SOURCE EXTRACT START

The first thing I wrote in my journal this year was a to-do list.
On the face of it, that may sound like what a journal’s for – recounting things you’ve accomplished from previous lists, looking ahead to future requirements, and a little analysis about how you’ll get from here to there.
But this year is different. I was laid off at the end of December, and for the first time in a decade, I’m not due at my desk each morning. My first thoughts upon waking have nothing to do with wondering if someone sent me a work-related message late last night or early this morning. Instead, I’m wondering how best to fill my time and what I can get out of this windfall of time, much like the early days of the pandemic when we were reminded of the virtuosic works produced by Shakespeare and Newton during similar periods of limited social activity.
So I made a list. Mundane, aspirational, and everything in between – groceries to buy, movies to watch, goals for the year. And I guess the idea was that I’d get started somewhere this week and keep it moving until life went back to normal. Sometime before starting this blithe mission to uphold my status quo, the shock wore off and I started to question why I felt the need to fill my time this way and what going back to normal would even mean.
In our hyper-competitive society, there is shame around losing a job, no matter the circumstances. There is shame around being idle. There is shame around financial assistance. Even when you’re gainfully employed, no one wants to be caught not working between the hours of 9 and 5. I worked remotely for years before COVID-19 made it commonplace and the way that project or task-based work environments puncture the myth of productivity scares employers and conditioned employees alike (consider, too, those who have paid off their student debt and now feel that the cancellation of debt for others compromises their situation).
This involuntary vacation brought the sad realization that during the past eight years, I only took one vacation where I didn’t bring my laptop or check email and/or Slack at least once a day. Most years, despite an “unlimited PTO policy,” I didn’t even staycation. I’d take off a few Fridays here and there for weekend trips, but I could always be reached “in case something came up.” Sometimes it felt good to be needed for a specific role, but more often, it was disheartening to be rewarded with more tasks for clearing my plate, no respite in sight.

SOURCE EXTRACT END

» **TASK PROMPT**: Continue the essay about being laid off and filling the newly free time, picking up after its final sentence.

DATA START

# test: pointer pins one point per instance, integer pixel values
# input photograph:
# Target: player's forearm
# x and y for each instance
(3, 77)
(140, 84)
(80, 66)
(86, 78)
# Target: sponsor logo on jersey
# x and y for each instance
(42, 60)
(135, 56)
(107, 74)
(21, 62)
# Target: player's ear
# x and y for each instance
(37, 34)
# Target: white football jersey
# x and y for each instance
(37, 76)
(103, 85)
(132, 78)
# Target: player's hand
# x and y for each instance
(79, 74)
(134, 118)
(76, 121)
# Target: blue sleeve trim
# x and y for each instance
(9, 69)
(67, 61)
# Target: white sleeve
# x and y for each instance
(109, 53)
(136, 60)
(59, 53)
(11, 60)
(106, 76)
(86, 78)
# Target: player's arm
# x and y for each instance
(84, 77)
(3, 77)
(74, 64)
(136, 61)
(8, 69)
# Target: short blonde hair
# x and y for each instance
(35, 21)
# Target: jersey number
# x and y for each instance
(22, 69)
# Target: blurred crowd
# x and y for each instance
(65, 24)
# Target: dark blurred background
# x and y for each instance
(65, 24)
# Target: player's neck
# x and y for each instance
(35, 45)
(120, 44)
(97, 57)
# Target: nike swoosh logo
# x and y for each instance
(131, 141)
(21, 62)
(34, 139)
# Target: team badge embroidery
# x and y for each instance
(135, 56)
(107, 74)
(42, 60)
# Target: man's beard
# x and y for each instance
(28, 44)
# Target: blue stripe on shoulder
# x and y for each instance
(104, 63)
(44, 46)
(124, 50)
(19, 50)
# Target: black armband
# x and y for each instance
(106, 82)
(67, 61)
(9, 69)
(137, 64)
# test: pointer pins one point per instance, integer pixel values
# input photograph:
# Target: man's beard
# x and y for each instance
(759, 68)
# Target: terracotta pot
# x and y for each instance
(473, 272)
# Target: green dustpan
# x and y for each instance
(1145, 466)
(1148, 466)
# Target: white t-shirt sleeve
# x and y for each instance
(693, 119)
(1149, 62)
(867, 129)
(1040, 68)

DATA END

» **YOUR RESPONSE**:
All work and the illusion of play has warped our sense of productivity and efficiency. Raise your hand if you, too, have moved your mouse periodically just to make sure you’re still appearing active on Slack while actually doing your laundry or swiping through multiple apps. Keeping up appearances is exhausting, especially if you’ve already expended a significant amount of energy clearing your to-do list so you can take a rest (or in the case of most, finally take stock of everything else besides your day job, responsibilities that have fallen disproportionately to women during the pandemic, according to UN Women).
It’s safe to say that I’m burnt out, and this break is coming at a good time. I don’t know that I’ve earned it per se (those pesky societal taboos at work again), but it seems to me that terms like that reinforce the idea that rest is only for high performers. Vacation is for the broken mind and body after it’s achieved its total output and cannot physically accomplish anything more without being taken offline for maintenance.
Anne Helen Petersen has written extensively on the topic of burnout, including her 2019 book, Can't Even: How Millennials Became the Burnout Generation, an expansion of her viral article by a similar name. In the article, she writes,
Why can’t I get this mundane stuff done? Because I’m burned out. Why am I burned out? Because I’ve internalized the idea that I should be working all the time. Why have I internalized that idea? Because everything and everyone in my life has reinforced it — explicitly and implicitly — since I was young.
What I first thought was a response to the acute pressure of being laid off during a pandemically-depressed job market is more likely what I would have experienced at any time in my history because of the conditioning I’ve succumbed to. If you’re not working, you’re a burden. If you’re a burden, you don’t deserve the same dignity as hard workers asking to (please, sir) have another.
There are some legitimate tasks that can’t be ignored this week. Filing for unemployment, making a budget, grocery shopping, checking in on friends, flipping Georgia (🤞🏼). Those things will keep whirring whether or not I take this time for myself.
So, rather than lock myself in a room with chimpanzees and a typewriter, I’m going to enjoy the quiet and lean into the stillness. I’m going to get some rest. I might make some of those recipes I bookmarked last year. I’m going to have some fun, and it’s ok that that won’t move me forward or backward.
When I am busy, the mountain looks at me.
When I am at leisure, I look at the mountain.
Though it seems the same, it is not the same.
For busyness is inferior to leisure.